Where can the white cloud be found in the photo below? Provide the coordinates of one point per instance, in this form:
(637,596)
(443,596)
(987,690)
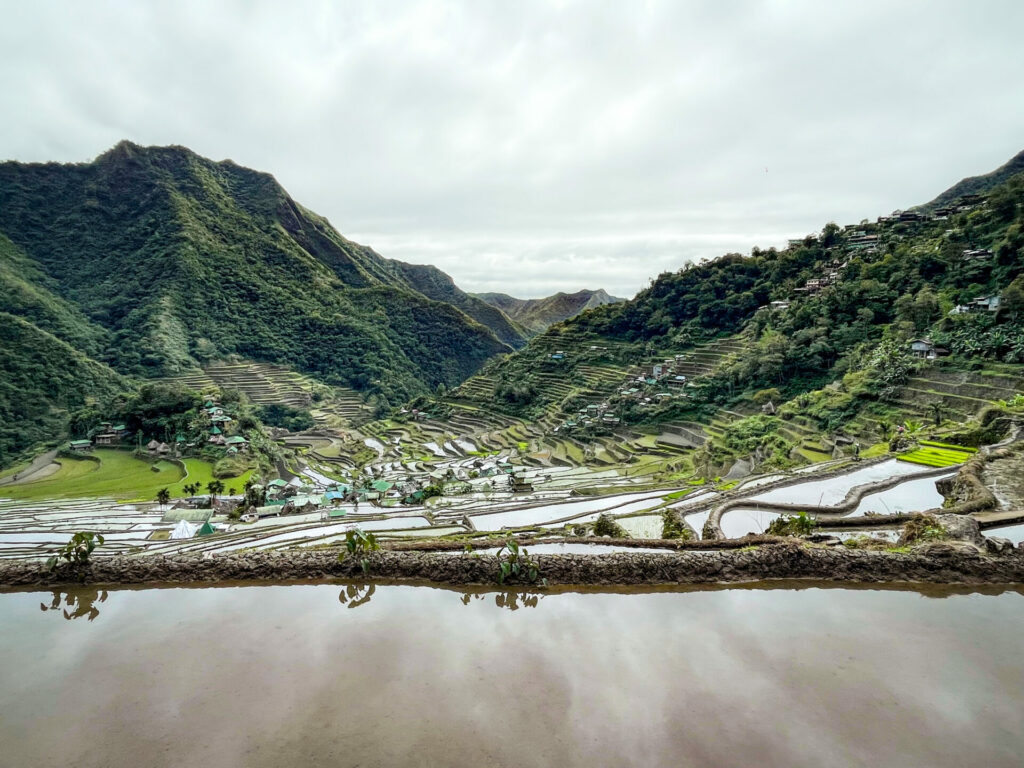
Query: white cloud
(536,146)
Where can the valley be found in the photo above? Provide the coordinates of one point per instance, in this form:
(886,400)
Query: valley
(845,390)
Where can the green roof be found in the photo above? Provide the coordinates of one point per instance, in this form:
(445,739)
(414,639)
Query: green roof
(192,515)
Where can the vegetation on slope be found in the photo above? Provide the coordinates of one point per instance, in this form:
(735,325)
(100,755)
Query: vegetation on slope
(536,315)
(179,260)
(828,350)
(43,378)
(978,184)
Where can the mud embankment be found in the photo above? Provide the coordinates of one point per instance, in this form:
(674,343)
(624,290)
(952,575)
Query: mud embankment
(934,564)
(830,515)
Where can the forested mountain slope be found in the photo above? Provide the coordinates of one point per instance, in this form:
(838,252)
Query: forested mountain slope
(42,379)
(978,184)
(538,314)
(840,297)
(438,286)
(155,259)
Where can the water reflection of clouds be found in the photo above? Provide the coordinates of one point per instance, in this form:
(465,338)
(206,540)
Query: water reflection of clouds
(77,604)
(722,677)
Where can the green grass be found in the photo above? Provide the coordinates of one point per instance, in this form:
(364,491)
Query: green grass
(117,474)
(202,472)
(879,449)
(937,455)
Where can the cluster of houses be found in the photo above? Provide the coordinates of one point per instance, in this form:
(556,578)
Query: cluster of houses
(829,275)
(298,496)
(926,349)
(108,433)
(646,387)
(980,304)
⁂
GIVEN INSTRUCTION
Rewrite each line of the listing above as a Markdown table with two columns, Row for the row number and Line for the line itself, and omit any blank lines. Leave the pictures out of the table.

ANSWER
| Row | Line |
|---|---|
| 1 | Where can the white cloud be found in the photo below? Provide the coordinates of one point per instance, in this form: |
| 2 | (637,596) |
| 3 | (443,596) |
| 4 | (987,690) |
| 5 | Query: white cloud |
| 6 | (536,146) |
| 7 | Where can the valley be found in the photo above? Provide the coordinates of one point per instance, in this form: |
| 8 | (886,400) |
| 9 | Query: valley |
| 10 | (845,390) |
| 11 | Where can the green roof be found in the photo above? Provide the coordinates of one point per instance, in this form: |
| 12 | (445,739) |
| 13 | (414,639) |
| 14 | Query: green roof |
| 15 | (192,515) |
| 16 | Where can the vegetation on slope be found in the photo above? Provide the coordinates of one point per instance, in this form: |
| 17 | (735,325) |
| 18 | (100,755) |
| 19 | Query: vegetation on slope |
| 20 | (536,315) |
| 21 | (179,260) |
| 22 | (828,350) |
| 23 | (43,378) |
| 24 | (978,184) |
| 25 | Where can the mud embankment be found in the photo above? Provide the coordinates of one point per instance, in this form: |
| 26 | (674,343) |
| 27 | (624,290) |
| 28 | (952,575) |
| 29 | Query: mud embankment |
| 30 | (934,564) |
| 31 | (830,515) |
| 32 | Where can the forested mountain slope be found in the photo above? Provide the coordinates of one point per instance, in this form: |
| 33 | (838,252) |
| 34 | Query: forested mountain slope |
| 35 | (42,379) |
| 36 | (978,184) |
| 37 | (538,314) |
| 38 | (840,297) |
| 39 | (438,286) |
| 40 | (155,259) |
| 41 | Where can the water reflection of clouds be found in the photo above? Provide the coordinates of one point per instance, in this form: |
| 42 | (465,338) |
| 43 | (206,540) |
| 44 | Query: water reflection of clouds |
| 45 | (77,604) |
| 46 | (722,677) |
| 47 | Where can the green grass be found in the photo above? Provide the coordinates of one point per instance, in this form: |
| 48 | (364,491) |
| 49 | Query: green grass |
| 50 | (117,474) |
| 51 | (202,472) |
| 52 | (879,449) |
| 53 | (937,455) |
| 54 | Where can the cluster of houses be found in the photo above? Provide the coordinates of one point per instance, in this form: |
| 55 | (556,578) |
| 56 | Query: cluster of houses |
| 57 | (829,275) |
| 58 | (298,496) |
| 59 | (926,349) |
| 60 | (108,433) |
| 61 | (646,387) |
| 62 | (980,304) |